EXERCISE REQUIREMENTS:
• a. In the ILLIAC IV passage, what peak performance did the one-quadrant machine deliver?
• b. Pick up the ILLIAC IV passage after its last sentence and carry it forward.

==== SELECTED TEXT

While the machine was being assembled by Burroughs, the university began building a new facility to house it. Political tension over the funding from the United States Department of Defense led to ARPA and the university fearing for the machine's safety. When the first 64-processor quadrant of the machine was completed in 1972, it was sent to the NASA Ames Research Center in Mountain View, California. After three years of extensive modification to fix various flaws, ILLIAC IV was connected to the ARPANET for distributed use in November 1975, becoming the first network-available supercomputer, beating the Cray-1 by nearly 12 months.
Running at half its design speed, the one-quadrant ILLIAC IV delivered 50 MFLOP peak, making it the fastest computer in the world at that time. It is also credited with being the first large computer to use solid-state memory, as well as the most complex computer built to that date, with over 1 million logic gates. Generally considered a failure due to massive budget and timeline overruns, the design was instrumental in the development of new techniques and systems for programming parallel systems. In the 1980s, several machines based on ILLIAC IV concepts were successfully delivered.

========
==== EXTRACTED MATERIAL

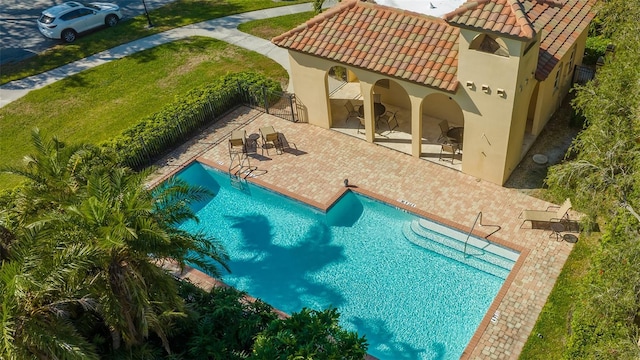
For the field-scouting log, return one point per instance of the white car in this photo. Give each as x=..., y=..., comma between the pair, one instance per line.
x=67, y=20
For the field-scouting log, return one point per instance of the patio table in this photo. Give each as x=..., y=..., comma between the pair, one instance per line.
x=378, y=110
x=457, y=134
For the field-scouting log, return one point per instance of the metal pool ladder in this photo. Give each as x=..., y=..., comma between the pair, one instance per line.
x=478, y=217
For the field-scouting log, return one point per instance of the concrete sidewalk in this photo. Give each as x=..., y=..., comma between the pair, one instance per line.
x=224, y=29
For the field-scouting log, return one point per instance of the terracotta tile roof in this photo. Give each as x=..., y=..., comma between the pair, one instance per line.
x=397, y=43
x=424, y=49
x=561, y=22
x=506, y=17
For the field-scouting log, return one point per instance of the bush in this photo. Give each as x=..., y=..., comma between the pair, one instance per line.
x=309, y=334
x=153, y=136
x=596, y=46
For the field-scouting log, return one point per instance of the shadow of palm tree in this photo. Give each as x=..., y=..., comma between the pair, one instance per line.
x=378, y=331
x=282, y=275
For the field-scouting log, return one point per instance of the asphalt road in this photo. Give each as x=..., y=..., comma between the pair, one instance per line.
x=19, y=31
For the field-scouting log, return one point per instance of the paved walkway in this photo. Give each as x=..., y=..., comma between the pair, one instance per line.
x=224, y=28
x=314, y=173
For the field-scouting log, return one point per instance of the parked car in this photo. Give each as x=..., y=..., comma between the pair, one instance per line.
x=67, y=20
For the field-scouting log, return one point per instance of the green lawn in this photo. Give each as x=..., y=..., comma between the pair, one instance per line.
x=176, y=14
x=270, y=28
x=553, y=324
x=99, y=103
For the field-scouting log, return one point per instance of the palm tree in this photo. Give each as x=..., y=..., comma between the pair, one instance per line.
x=78, y=198
x=41, y=285
x=131, y=225
x=54, y=174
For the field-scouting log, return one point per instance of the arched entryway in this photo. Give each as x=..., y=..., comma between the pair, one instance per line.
x=344, y=94
x=393, y=115
x=442, y=123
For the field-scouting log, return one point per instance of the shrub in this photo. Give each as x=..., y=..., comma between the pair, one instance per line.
x=309, y=334
x=596, y=46
x=153, y=136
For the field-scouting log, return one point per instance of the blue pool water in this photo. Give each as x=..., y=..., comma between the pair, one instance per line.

========

OUTPUTS FOR THE TASKS:
• a. 50 MFLOP

• b.
History

Origins

In June 1952, Daniel Slotnick began working on the IAS machine at the Institute for Advanced Study at Princeton University. The IAS machine featured a bit-parallel math unit that operated on 40-bit words. Originally equipped with Williams tube memory, a magnetic drum memory from Engineering Research Associates was later added. This drum had 80 tracks so two words could be read at a time, and each track stored 1,024 bits.
While contemplating the drum's mechanism, Slotnik began to wonder if that was the correct way to build a computer. If the bits of a word were written serially to a single track, instead of in parallel across 40 tracks, then the data could be fed into a bit-serial computer directly from the drum bit-by-bit. The drum would still have multiple tracks and heads, but instead of gathering up a word and sending it to a single ALU, in this concept the data on each track would be read a bit at a time and sent into parallel ALUs. This would be a word-parallel, bit-serial computer.
Slotnick raised the idea at the IAS, but John von Neumann dismissed it as requiring "too many tubes". Slotnick left the IAS in February 1954 to return to school to pursue his PhD degree and the matter was forgotten.

SOLOMON

After completing his PhD and some post-doctoral work, Slotnick ended up at IBM. By this time, for scientific computing at least, tubes and drums had been replaced with transistors and magnetic-core memory. The idea of parallel processors working on different streams of data from a drum no longer had the same obvious appeal. Nevertheless, further consideration showed that parallel machines could still offer significant performance in some applications; Slotnick and a colleague, John Cocke, wrote a paper on the concept in 1958.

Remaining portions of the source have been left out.